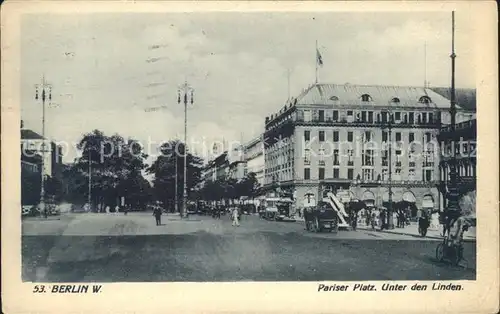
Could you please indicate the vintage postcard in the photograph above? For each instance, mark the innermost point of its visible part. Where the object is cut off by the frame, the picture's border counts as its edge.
(249, 157)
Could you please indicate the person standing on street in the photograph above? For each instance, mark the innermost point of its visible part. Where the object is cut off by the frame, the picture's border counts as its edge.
(235, 217)
(157, 214)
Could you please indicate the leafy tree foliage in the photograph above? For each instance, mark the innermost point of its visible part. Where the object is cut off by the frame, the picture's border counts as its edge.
(116, 167)
(167, 165)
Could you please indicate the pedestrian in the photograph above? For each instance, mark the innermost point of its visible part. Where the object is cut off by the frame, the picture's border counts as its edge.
(157, 214)
(235, 217)
(382, 219)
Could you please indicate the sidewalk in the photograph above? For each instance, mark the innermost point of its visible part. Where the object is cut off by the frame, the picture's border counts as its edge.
(412, 230)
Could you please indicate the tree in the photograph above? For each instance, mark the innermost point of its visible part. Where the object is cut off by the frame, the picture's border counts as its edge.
(115, 166)
(164, 171)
══════
▶ TASK BRIEF: Turn the lines above into a Markdown table with the columns "No." and "Line," giving each row a number. Omit any blank lines and leave the pictures out.

▶ THE ANSWER:
| No. | Line |
|---|---|
| 1 | Could you please indicate the vintage postcard in the photograph above? For each instance, mark the innermost point of its visible part. Where the object is cut off by the frame, the picture's border counts as its edge. |
| 2 | (249, 157) |
| 3 | Could you please indicate the person standing on street in the photograph above? For each instance, mark the innermost point of its visible part. Where the object is cut off by the frame, the picture's border counts as its edge. |
| 4 | (235, 217) |
| 5 | (157, 214) |
| 6 | Could you please indicate the leafy tree foliage in the photograph above? For each instance, mark the innermost point of its visible part. Where the object is cut off by the frame, the picture's border counts as its edge. |
| 7 | (116, 167) |
| 8 | (167, 165) |
| 9 | Could you please indicate the pedestrian in the photograph above? For each instance, mark the innermost point of its visible part. Where the object is cut off by the frame, the picture's border counts as its edge. |
| 10 | (157, 214) |
| 11 | (235, 217) |
| 12 | (382, 219) |
| 13 | Could you please indicate the sidewalk in the photograph above? For each instance, mark the innermost point of its visible part. Where the object is cut off by the frame, the picture's border counts as its edge. |
| 14 | (412, 230) |
| 15 | Could you please indicate the tree in the photograph above? For each instance, mark the innermost point of its visible part. Where the object is cut off by the frame, the picture's border counts as its edge. |
| 16 | (115, 166) |
| 17 | (164, 171) |